The hearing came as Wu’s policy has been, at least temporarily, hampered by a Massachusetts Appeals Court judge who, last month, ordered a temporary stay on the mandate amid a legal challenge from three of the city’s first responders unions.
Several labor groups representing the city’s public workforce accused Wu’s administration of stepping on collective bargaining rights, forgoing earlier city policy that unvaccinated workers be tested for the virus regularly instead of losing their jobs.
The change, announced in December, came without conversation, union leaders said Friday. And many unions have made little to no progress in finding some sort of middle ground, they said.
Some implored city councilors to publicly side with unions.
“As of today, all of our attempts to settle the labor dispute have stalled. We have spent days and long hours at the Parkman House, working in tandem with our fellow unions,” John Soares, president of Boston Firefighters Local 718, said in his remarks on Friday. “Every time we make a proposal … to the Wu administration’s proposal, the city simply ignores us.”
Wu said on Sunday her administration met with police and fire unions last Friday for nine hours but was unable to reach a deal.
In those talks, Wu offered up a policy the groups rejected that would prevent unvaccinated current employees from being fired, but it also would have required them to be tested twice a week.
Under that version of the rule, unvaccinated employees would have to go on unpaid administrative leave if the pandemic escalated again to certain surge levels.

- What to work on -
[1] Please extract everything in the vaccine mandate article from "The change, announced" down to "ground, they said.".
[2] According to the vaccine mandate article, how long did Wu's administration meet with the police and fire unions last Friday?

- Extracted data -
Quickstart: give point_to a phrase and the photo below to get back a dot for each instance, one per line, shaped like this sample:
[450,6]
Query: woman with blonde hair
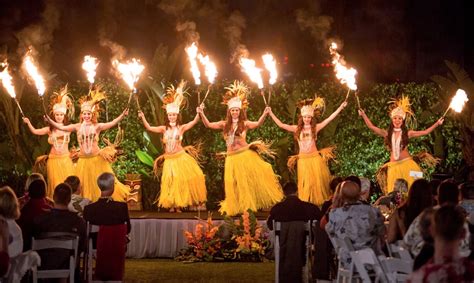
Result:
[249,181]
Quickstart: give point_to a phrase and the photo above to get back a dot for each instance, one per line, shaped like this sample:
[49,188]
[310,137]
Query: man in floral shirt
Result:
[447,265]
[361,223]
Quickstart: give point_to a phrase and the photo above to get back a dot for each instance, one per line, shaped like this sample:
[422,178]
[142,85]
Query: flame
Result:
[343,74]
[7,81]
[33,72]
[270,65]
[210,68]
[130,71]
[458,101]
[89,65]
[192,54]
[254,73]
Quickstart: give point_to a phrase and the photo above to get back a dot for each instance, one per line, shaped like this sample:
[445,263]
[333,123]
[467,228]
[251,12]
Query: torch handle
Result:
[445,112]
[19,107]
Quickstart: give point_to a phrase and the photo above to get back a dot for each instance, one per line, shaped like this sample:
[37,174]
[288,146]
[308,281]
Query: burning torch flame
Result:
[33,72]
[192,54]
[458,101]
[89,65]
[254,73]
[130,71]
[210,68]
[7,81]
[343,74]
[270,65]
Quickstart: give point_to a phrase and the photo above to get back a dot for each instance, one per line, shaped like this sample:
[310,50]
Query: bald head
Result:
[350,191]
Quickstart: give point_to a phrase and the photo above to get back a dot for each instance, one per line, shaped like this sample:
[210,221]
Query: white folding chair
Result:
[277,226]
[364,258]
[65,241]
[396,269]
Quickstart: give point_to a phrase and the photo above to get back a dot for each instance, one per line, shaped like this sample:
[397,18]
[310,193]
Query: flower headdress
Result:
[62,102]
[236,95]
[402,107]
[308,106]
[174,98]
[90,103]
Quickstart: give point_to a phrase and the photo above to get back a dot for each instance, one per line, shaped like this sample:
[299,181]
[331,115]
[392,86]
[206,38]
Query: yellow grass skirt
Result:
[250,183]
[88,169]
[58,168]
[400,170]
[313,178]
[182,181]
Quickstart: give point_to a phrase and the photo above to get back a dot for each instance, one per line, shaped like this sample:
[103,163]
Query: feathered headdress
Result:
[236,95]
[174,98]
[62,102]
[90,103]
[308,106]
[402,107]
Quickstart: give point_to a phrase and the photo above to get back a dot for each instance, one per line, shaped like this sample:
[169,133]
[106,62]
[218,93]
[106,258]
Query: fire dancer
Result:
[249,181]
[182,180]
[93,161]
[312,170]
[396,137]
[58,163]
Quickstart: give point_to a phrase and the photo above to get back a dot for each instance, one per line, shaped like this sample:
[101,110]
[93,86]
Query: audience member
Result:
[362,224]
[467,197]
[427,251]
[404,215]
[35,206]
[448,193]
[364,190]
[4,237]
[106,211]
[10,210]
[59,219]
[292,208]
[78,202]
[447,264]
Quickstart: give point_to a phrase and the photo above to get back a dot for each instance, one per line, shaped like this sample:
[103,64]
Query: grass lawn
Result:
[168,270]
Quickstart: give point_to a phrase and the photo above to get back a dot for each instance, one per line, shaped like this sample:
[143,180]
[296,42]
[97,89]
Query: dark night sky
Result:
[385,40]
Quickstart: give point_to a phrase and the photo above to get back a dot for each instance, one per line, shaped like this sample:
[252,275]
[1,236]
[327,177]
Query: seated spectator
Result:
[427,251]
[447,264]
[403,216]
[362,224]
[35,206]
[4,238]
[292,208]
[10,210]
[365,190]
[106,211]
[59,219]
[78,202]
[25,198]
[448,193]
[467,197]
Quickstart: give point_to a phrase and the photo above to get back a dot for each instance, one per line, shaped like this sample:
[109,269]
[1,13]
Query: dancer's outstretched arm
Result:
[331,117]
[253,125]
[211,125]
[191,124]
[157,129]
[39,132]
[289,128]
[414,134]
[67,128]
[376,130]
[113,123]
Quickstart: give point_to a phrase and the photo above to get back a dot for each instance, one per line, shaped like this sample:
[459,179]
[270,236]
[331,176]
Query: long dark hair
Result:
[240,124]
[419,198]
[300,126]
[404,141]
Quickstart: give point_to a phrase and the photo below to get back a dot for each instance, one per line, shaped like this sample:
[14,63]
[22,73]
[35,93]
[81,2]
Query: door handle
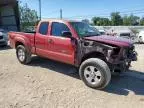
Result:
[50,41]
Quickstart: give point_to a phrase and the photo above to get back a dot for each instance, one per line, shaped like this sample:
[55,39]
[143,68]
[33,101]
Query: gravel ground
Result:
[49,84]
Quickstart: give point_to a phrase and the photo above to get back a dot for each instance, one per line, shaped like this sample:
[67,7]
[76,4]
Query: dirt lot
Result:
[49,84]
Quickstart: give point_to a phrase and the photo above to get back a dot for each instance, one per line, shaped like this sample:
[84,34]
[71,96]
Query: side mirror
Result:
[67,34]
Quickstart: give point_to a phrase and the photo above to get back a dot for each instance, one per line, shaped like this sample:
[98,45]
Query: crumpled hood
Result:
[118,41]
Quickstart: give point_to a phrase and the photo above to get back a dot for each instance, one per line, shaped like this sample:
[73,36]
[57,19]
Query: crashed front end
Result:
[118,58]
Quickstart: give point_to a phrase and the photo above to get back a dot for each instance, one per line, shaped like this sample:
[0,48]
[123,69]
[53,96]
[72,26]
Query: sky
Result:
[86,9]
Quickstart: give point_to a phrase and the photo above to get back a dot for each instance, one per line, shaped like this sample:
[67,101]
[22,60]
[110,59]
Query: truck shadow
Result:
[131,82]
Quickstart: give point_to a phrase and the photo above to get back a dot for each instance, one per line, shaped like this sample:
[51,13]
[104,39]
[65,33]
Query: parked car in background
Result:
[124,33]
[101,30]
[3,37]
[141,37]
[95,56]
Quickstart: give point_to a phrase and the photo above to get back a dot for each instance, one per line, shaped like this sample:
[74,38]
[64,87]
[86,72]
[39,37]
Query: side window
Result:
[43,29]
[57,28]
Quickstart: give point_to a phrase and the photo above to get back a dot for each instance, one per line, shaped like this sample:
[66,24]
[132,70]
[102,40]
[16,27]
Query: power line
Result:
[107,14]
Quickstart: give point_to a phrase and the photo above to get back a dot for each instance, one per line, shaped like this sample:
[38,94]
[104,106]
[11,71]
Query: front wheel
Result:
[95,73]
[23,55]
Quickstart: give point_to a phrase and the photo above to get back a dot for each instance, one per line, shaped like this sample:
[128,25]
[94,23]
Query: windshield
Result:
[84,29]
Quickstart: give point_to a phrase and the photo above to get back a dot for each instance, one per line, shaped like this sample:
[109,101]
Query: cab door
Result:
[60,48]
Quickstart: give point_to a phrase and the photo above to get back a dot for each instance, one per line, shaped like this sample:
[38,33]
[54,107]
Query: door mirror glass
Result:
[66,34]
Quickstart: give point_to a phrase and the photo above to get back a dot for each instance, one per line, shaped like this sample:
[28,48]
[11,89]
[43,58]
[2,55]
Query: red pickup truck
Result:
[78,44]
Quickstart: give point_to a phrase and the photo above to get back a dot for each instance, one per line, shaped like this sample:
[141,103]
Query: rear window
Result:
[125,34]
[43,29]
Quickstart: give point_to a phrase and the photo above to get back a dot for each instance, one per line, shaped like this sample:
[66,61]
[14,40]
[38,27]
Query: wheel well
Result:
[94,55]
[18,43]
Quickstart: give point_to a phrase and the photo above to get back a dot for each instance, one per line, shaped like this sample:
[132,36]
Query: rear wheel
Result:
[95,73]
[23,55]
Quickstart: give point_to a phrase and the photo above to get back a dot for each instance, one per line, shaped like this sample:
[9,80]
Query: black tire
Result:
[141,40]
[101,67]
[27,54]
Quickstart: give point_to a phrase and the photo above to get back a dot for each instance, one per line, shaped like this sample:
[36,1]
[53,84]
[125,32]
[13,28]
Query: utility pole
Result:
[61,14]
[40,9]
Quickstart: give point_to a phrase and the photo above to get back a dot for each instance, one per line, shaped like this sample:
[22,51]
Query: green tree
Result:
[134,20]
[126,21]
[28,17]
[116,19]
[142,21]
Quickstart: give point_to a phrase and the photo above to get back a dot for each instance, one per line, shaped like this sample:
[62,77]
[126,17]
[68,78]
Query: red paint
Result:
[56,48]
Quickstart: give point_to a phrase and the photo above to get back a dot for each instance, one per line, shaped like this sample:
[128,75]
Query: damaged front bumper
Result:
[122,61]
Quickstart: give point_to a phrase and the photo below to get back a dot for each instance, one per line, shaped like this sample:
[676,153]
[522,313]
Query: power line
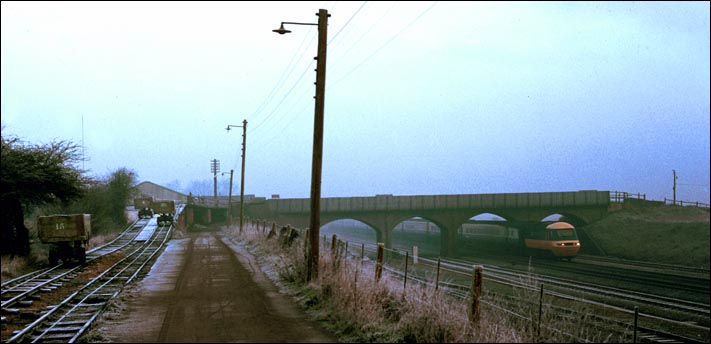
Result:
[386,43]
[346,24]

- List of solutions -
[1]
The change, announced in December, came without conversation, union leaders said Friday. And many unions have made little to no progress in finding some sort of middle ground, they said.

[2] Nine hours.